WRITTEN EXERCISE A
Transcribe the passage of the article on Pakistan's textile exports starting with "Dr. Gohar Ejaz" and going on through "compared to FY22.".

EXTRACT TO READ
--- --- ---
Abridged Version – Setting the Record Straight

July 24, 2023

Abridged Version – Setting the Record Straight

July 24, 2023


Dr. Gohar Ejaz

In FY23, textile exports plunged by $2.8 billion (15% decline) compared to FY22, derailing positive developments achieved over the last two years. This decline, along with a provisional 13% decrease in June-23 compared to June-22, requires a closer examination of causes like energy costs, liquidity crises, tax refund issues, import restrictions, non-implementation of policies, market dynamics, competition, and supply chain disruptions. Recognizing and addressing these factors is crucial to reverse the decline. However, a misinformed narrative has distorted Pakistan’s textile sector’s image, making it difficult to comprehend associated challenges and formulate well-informed policies.


Pakistan’s textile exports decreased by $2.8 billion (15%) in FY23 compared to FY22.

Source: Research Department – APTMA

Devaluation Does Not Increase Exports

Constructive developments in Pakistan’s export sector are being hindered by a number of obstructions, including problems with the devaluation strategy that is intended to increase exports. Pakistan is sensitive to currency changes because of its heavy reliance on dollar-linked inputs and foreign markets, which drives up the cost of imported inputs and reduces the profitability of exporters. To meet production demands and reduce currency impact, the industry needs a two-fold increase in working capital. However, there is a lack of readily available capital and interest rates of 22% prohibit borrowing and export growth, making it challenging to maintain export levels in dollars. The non-payment on time of FBR refunds (explained later) further restricts the recycling of funds, limiting liquidity for investment and growth.
--- --- ---
INFORMATION GIVEN
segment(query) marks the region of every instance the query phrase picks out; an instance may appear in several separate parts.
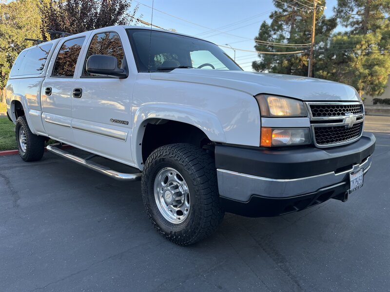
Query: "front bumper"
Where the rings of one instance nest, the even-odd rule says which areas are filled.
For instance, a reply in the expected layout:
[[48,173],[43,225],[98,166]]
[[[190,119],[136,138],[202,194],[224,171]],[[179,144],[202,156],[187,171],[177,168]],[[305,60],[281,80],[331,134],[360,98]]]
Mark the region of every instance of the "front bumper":
[[217,146],[218,185],[226,211],[249,217],[299,211],[331,198],[346,200],[349,173],[371,165],[371,133],[347,146],[259,150]]

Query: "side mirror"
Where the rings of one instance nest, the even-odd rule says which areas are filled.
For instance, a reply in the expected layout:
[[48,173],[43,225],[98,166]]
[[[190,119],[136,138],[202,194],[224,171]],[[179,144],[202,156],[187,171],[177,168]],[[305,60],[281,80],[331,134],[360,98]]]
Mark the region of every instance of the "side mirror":
[[90,74],[126,78],[128,74],[125,69],[118,68],[117,58],[106,55],[92,55],[87,60],[87,72]]

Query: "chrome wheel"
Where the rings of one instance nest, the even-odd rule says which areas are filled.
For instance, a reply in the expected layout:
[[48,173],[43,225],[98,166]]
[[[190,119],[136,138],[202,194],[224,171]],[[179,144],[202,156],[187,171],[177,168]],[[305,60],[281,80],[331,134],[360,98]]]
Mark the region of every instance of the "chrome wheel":
[[27,147],[27,137],[22,127],[19,129],[19,146],[23,153],[26,152]]
[[174,168],[165,167],[156,176],[154,183],[155,200],[164,218],[179,224],[190,212],[190,192],[183,176]]

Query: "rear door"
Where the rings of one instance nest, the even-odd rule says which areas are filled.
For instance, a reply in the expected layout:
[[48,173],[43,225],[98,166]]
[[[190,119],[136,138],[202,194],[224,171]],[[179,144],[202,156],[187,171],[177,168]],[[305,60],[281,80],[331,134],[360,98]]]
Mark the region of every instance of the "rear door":
[[73,84],[81,94],[73,98],[72,127],[80,148],[131,165],[131,99],[136,76],[129,73],[127,78],[118,79],[85,70],[89,57],[103,55],[116,57],[118,67],[129,72],[126,58],[133,58],[126,55],[129,52],[129,39],[122,27],[101,29],[91,34]]
[[[74,76],[86,36],[67,38],[58,44],[42,90],[42,120],[51,138],[72,144],[72,96]],[[53,59],[54,60],[54,59]]]

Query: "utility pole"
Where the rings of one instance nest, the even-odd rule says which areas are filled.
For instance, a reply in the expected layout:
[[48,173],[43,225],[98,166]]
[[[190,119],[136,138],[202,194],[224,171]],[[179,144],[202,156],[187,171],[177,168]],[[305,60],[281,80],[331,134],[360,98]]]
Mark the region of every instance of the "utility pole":
[[312,42],[310,45],[310,54],[309,55],[309,70],[308,70],[308,77],[312,77],[313,71],[313,50],[314,49],[314,37],[315,36],[315,13],[317,11],[317,1],[313,0],[314,7],[313,7],[313,25],[312,27]]
[[229,45],[229,44],[225,44],[225,45],[226,45],[226,46],[229,46],[229,47],[231,47],[231,48],[232,49],[232,50],[233,50],[233,51],[234,51],[234,62],[235,62],[235,49],[234,49],[234,48],[233,48],[233,47],[232,46],[231,46],[231,45]]

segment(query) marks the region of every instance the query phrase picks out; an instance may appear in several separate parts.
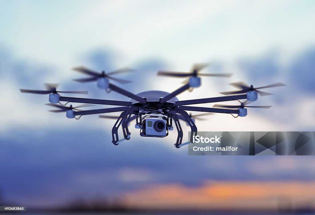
--- --- ---
WRITTEN EXERCISE B
Pick out every line of the entries that contains the word "region", and copy each such line.

TASK RESULT A
Dr. Gohar Ejaz

In FY23, textile exports plunged by $2.8 billion (15% decline) compared to FY22, derailing positive developments achieved over the last two years. This decline, along with a provisional 13% decrease in June-23 compared to June-22, requires a closer examination of causes like energy costs, liquidity crises, tax refund issues, import restrictions, non-implementation of policies, market dynamics, competition, and supply chain disruptions. Recognizing and addressing these factors is crucial to reverse the decline. However, a misinformed narrative has distorted Pakistan’s textile sector’s image, making it difficult to comprehend associated challenges and formulate well-informed policies.


Pakistan’s textile exports decreased by $2.8 billion (15%) in FY23 compared to FY22.

TASK RESULT B
segment(query) marks the region of every instance the query phrase picks out; an instance may appear in several separate parts.
Mark the region of every instance of the "front bumper":
Mark the region of every instance of the "side mirror":
Mark the region of every instance of the "chrome wheel":
Mark the region of every instance of the "rear door":
Mark the region of every instance of the "utility pole":
segment(query) marks the region of every instance the query phrase picks out; an instance may appear in several separate parts.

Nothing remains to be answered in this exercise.